→ INSTRUCTIONS FOR THE TASK: Copy out the line containing "podium. Return only the coordinates." and each line after it, through the last one in the material, exactly as written.

==========

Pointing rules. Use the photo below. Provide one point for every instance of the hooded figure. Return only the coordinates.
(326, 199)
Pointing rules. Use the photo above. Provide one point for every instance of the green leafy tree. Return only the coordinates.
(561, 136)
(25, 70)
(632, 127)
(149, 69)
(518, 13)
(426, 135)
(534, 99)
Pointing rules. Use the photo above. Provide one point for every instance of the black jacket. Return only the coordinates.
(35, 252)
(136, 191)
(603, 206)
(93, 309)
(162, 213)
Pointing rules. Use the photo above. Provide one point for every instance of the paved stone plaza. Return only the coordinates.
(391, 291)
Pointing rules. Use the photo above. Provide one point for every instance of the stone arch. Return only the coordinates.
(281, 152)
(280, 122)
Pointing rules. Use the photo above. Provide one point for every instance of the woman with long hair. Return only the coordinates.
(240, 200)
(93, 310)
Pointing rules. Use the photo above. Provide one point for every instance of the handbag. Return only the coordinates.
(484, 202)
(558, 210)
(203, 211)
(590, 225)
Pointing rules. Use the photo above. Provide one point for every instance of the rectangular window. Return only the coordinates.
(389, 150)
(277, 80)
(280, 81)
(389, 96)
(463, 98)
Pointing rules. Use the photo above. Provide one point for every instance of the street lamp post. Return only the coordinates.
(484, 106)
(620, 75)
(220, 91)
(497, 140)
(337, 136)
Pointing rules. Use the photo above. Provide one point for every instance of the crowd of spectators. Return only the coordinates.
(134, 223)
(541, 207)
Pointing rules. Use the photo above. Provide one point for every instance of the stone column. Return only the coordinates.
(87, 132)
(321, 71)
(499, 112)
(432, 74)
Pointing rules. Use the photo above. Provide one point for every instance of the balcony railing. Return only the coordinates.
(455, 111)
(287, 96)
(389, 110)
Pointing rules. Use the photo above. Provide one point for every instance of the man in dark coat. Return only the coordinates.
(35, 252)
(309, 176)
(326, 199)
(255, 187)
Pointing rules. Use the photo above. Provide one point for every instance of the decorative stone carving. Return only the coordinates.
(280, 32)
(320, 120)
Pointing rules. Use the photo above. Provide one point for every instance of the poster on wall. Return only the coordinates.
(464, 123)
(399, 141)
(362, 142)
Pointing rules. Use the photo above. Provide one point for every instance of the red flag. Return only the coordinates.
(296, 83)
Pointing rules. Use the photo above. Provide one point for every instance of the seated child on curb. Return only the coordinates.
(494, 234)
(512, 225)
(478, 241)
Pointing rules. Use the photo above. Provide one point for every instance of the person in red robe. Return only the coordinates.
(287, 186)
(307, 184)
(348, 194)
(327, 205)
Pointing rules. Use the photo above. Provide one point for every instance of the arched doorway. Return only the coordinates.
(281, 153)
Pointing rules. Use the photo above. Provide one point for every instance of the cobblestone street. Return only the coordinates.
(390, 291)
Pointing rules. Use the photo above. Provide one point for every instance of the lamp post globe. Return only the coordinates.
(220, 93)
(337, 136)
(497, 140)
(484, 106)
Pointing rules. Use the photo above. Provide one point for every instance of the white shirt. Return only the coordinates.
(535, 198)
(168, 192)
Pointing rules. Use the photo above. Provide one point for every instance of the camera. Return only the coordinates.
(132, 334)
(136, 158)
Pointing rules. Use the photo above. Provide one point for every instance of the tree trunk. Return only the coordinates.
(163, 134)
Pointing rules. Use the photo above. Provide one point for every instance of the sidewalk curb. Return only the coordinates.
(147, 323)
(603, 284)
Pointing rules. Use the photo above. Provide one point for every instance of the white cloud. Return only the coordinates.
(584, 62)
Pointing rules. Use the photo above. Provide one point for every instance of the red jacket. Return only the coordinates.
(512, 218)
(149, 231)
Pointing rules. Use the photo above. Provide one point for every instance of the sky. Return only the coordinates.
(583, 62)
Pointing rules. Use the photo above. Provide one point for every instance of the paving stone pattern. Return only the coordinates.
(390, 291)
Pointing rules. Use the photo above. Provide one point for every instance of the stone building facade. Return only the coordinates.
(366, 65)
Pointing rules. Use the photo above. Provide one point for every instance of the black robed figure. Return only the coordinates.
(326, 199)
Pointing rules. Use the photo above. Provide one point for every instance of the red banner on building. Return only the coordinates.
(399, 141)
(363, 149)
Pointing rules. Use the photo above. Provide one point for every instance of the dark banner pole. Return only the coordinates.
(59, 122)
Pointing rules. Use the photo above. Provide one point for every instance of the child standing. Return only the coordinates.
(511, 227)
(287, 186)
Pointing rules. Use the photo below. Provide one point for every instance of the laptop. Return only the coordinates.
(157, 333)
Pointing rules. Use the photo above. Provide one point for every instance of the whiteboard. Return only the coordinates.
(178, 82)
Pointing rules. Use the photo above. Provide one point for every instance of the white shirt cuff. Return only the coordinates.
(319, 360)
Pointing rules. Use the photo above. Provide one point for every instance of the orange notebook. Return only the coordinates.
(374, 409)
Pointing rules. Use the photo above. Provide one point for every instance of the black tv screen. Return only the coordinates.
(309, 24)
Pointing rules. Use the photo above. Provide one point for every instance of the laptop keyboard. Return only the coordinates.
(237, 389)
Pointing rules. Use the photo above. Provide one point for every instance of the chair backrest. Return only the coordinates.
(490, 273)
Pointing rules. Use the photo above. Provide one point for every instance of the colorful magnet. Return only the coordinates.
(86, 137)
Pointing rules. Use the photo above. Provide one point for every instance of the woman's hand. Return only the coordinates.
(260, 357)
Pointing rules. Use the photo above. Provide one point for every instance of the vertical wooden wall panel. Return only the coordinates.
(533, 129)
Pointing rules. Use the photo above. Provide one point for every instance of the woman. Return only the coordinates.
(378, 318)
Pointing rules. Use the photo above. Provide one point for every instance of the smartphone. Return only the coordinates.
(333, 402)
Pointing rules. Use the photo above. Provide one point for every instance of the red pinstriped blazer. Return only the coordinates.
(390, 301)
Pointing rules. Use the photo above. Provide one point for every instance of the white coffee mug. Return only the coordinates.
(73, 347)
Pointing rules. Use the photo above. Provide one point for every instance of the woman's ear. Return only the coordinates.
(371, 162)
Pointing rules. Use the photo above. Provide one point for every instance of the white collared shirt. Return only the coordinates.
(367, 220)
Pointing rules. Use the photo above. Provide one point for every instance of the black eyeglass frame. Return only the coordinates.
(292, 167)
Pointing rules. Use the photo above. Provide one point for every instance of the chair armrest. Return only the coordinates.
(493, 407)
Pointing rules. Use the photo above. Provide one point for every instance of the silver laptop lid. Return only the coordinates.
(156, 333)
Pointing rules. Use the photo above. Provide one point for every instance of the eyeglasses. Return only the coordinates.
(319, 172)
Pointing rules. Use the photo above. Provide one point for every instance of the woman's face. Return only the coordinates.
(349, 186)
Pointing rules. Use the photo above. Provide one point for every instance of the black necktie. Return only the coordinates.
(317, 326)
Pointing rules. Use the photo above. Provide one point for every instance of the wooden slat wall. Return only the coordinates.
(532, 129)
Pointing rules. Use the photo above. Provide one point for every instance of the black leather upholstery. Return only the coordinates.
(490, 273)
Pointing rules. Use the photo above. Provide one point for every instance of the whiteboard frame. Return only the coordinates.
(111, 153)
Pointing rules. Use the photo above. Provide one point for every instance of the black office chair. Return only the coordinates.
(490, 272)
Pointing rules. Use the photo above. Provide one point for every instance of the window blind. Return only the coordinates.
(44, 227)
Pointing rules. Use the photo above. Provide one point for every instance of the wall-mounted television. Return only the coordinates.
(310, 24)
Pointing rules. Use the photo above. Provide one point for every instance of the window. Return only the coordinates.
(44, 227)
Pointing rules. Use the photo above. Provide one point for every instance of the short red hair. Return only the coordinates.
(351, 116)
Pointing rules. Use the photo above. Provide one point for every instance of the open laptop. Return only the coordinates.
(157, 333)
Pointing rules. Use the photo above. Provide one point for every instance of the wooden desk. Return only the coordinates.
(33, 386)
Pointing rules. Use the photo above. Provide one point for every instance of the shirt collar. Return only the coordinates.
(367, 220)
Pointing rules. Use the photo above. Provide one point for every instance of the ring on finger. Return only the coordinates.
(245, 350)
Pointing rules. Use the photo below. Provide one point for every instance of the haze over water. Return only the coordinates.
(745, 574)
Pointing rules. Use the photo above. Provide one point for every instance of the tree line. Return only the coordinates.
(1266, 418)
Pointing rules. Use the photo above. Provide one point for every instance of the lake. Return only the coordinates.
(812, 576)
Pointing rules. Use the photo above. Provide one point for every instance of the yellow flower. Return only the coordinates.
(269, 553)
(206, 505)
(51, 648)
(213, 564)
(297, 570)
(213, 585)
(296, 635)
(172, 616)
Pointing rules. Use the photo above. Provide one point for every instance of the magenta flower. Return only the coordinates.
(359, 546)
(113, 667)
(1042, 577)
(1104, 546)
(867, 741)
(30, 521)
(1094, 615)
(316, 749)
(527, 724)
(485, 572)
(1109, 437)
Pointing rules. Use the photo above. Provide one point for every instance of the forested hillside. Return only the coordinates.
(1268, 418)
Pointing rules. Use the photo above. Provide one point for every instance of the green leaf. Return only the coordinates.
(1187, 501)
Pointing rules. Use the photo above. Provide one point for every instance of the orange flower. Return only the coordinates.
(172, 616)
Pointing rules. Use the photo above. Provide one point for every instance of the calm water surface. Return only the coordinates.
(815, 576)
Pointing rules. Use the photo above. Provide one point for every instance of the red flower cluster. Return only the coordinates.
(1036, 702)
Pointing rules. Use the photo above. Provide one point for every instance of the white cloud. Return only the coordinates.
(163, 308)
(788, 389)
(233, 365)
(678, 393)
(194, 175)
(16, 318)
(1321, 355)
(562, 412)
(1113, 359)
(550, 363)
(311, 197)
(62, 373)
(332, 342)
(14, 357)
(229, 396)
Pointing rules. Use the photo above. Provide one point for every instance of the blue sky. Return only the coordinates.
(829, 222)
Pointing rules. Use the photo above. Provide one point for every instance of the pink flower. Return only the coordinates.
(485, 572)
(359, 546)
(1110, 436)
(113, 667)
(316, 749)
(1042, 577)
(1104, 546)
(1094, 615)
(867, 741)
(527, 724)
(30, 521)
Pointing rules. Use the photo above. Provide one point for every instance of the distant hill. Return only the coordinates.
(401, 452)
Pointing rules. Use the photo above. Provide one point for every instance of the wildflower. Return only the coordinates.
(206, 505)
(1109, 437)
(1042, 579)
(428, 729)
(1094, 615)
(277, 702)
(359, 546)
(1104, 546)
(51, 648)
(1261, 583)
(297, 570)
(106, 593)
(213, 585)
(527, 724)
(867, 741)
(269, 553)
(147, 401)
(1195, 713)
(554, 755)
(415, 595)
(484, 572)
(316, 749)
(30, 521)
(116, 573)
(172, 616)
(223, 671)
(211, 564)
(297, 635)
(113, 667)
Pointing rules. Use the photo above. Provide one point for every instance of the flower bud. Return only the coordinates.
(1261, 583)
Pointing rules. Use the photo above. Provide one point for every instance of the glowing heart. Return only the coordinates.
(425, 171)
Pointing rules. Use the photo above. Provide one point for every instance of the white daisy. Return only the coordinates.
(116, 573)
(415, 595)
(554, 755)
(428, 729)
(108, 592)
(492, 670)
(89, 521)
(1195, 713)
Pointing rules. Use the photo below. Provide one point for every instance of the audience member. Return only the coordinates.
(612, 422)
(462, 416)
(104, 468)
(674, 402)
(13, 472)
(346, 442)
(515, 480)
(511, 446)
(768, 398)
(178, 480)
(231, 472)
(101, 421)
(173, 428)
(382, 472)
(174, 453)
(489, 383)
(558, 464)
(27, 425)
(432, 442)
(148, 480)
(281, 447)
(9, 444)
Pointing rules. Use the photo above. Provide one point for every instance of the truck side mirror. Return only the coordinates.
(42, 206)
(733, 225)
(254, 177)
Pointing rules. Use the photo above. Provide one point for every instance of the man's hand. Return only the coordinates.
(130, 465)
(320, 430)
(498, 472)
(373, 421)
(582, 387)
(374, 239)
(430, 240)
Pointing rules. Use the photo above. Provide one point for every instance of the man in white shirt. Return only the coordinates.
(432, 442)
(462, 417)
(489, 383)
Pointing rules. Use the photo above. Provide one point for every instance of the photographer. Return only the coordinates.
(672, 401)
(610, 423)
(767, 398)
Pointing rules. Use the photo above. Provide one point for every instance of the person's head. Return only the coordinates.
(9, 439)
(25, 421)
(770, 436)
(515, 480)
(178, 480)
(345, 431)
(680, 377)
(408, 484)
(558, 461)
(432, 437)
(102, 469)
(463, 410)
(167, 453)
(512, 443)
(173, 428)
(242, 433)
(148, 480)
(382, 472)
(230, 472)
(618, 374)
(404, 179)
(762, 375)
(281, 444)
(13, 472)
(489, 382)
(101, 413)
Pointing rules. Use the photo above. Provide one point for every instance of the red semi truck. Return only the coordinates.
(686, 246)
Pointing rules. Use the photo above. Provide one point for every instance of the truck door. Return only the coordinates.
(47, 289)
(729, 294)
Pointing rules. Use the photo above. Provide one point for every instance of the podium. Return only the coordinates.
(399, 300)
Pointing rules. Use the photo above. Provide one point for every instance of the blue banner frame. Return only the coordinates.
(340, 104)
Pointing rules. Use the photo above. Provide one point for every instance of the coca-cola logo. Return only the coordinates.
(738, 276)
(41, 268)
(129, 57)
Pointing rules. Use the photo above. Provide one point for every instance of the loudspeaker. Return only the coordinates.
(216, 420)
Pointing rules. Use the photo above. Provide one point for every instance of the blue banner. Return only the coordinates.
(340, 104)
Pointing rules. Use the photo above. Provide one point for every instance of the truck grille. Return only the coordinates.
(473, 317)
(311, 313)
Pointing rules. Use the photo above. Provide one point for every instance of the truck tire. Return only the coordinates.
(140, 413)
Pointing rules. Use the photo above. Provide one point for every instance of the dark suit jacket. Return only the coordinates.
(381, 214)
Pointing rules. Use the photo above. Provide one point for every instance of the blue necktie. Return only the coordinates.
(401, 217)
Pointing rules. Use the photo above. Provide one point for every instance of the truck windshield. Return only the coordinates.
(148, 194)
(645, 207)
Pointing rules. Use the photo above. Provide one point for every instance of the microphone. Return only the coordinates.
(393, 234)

==========

→ THE ANSWER:
Pointing rules. Use the photo above. Provide one point for every instance of the podium. Return only the coordinates.
(399, 300)
Pointing rules. Use the photo above. Provide one point for every instance of the blue banner frame. Return only the coordinates.
(340, 104)
Pointing rules. Use the photo above. Provide one point for every instance of the coca-cola logo. Return only the coordinates.
(738, 276)
(41, 268)
(129, 57)
Pointing rules. Use the photo above. Provide one point for every instance of the loudspeaker. Return only the coordinates.
(216, 420)
Pointing rules. Use the photo above. Provide one point for every instance of the blue banner. Return only the coordinates.
(340, 104)
Pointing rules. Use the photo above. Provide one point for every instance of the truck grille. Return only the coordinates.
(473, 317)
(311, 313)
Pointing rules. Use the photo above. Provide one point for every instance of the truck tire. Return only the coordinates.
(140, 413)
Pointing rules. Use the photo above. Provide one point for every instance of the dark suit jacket. Return only the coordinates.
(381, 214)
Pointing rules. Use the photo above. Provide one point for every instance of the blue necktie. Return only the coordinates.
(401, 217)
Pointing rules. Use the photo above. Provide one point for every instance of the truck windshield. Return only the coordinates.
(148, 194)
(645, 207)
Pointing rules. Use the photo above. Provide one point for every instance of the microphone. Return only the coordinates.
(393, 234)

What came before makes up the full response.